[Prompt]
Using the records below, quote only the span that opens with the line containing "Query: window frame" and closes with the line containing "[309, 51], one", exactly and inclusively.

[Available records]
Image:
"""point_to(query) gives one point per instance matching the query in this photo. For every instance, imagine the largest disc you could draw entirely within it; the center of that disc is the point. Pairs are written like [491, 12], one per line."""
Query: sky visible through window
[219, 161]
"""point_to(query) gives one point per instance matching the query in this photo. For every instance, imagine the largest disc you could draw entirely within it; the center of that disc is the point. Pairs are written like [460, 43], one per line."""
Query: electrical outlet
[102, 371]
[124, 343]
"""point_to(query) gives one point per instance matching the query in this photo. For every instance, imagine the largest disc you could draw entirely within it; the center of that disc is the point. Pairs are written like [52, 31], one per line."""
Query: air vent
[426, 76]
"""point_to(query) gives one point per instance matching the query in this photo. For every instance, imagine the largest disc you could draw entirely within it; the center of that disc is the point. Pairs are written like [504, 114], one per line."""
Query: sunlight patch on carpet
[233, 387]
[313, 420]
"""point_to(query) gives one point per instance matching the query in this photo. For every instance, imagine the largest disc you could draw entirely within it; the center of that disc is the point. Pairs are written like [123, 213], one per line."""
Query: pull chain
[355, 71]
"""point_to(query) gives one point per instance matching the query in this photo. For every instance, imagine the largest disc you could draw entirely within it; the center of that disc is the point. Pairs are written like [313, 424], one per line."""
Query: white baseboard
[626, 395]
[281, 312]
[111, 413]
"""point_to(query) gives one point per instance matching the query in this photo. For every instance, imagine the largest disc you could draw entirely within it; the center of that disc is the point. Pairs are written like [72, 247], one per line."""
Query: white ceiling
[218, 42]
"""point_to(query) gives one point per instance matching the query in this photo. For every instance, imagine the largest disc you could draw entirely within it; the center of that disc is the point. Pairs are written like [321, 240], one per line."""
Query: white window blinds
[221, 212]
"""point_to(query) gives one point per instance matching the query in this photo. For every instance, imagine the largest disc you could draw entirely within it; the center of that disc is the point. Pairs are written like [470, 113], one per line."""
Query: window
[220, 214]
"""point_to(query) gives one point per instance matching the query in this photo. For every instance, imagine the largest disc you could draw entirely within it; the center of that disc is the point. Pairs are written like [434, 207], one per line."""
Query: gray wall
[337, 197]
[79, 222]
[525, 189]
==
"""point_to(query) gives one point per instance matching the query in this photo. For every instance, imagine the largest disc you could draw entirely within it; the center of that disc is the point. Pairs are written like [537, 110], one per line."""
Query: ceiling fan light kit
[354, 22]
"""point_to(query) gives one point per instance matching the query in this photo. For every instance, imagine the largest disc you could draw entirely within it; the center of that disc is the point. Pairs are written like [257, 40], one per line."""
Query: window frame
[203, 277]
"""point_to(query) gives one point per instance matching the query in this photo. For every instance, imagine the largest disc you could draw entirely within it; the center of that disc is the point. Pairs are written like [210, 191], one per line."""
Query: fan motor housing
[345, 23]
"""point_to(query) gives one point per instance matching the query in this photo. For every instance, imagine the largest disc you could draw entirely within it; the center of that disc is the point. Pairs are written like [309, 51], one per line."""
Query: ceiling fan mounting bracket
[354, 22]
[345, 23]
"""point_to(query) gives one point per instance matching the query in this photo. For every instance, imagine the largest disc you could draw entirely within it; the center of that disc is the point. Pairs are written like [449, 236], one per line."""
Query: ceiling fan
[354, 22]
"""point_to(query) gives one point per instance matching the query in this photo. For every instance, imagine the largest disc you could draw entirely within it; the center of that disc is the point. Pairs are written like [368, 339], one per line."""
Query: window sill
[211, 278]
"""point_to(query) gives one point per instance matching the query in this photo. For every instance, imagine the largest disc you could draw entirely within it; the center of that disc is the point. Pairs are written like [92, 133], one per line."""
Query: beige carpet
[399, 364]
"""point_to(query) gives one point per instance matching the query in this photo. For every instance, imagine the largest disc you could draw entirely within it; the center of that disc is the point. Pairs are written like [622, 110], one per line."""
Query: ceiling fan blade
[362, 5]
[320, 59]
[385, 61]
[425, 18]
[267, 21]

[Answer space]
Query: window frame
[203, 277]
"""point_to(query) gives one point per instance matching the query in this photo. For every instance, imagine the largest disc you could draw entirely within it; the center of that disc is the point. Pairs are written like [210, 191], one per line."""
Query: fan motor housing
[345, 23]
"""point_to(query) gives one point per instance matching the query in this photo. For every instance, imagine the largest disc you could draw entirely within it; the center of that disc is the point. Pairs are written like [309, 51], one per line."""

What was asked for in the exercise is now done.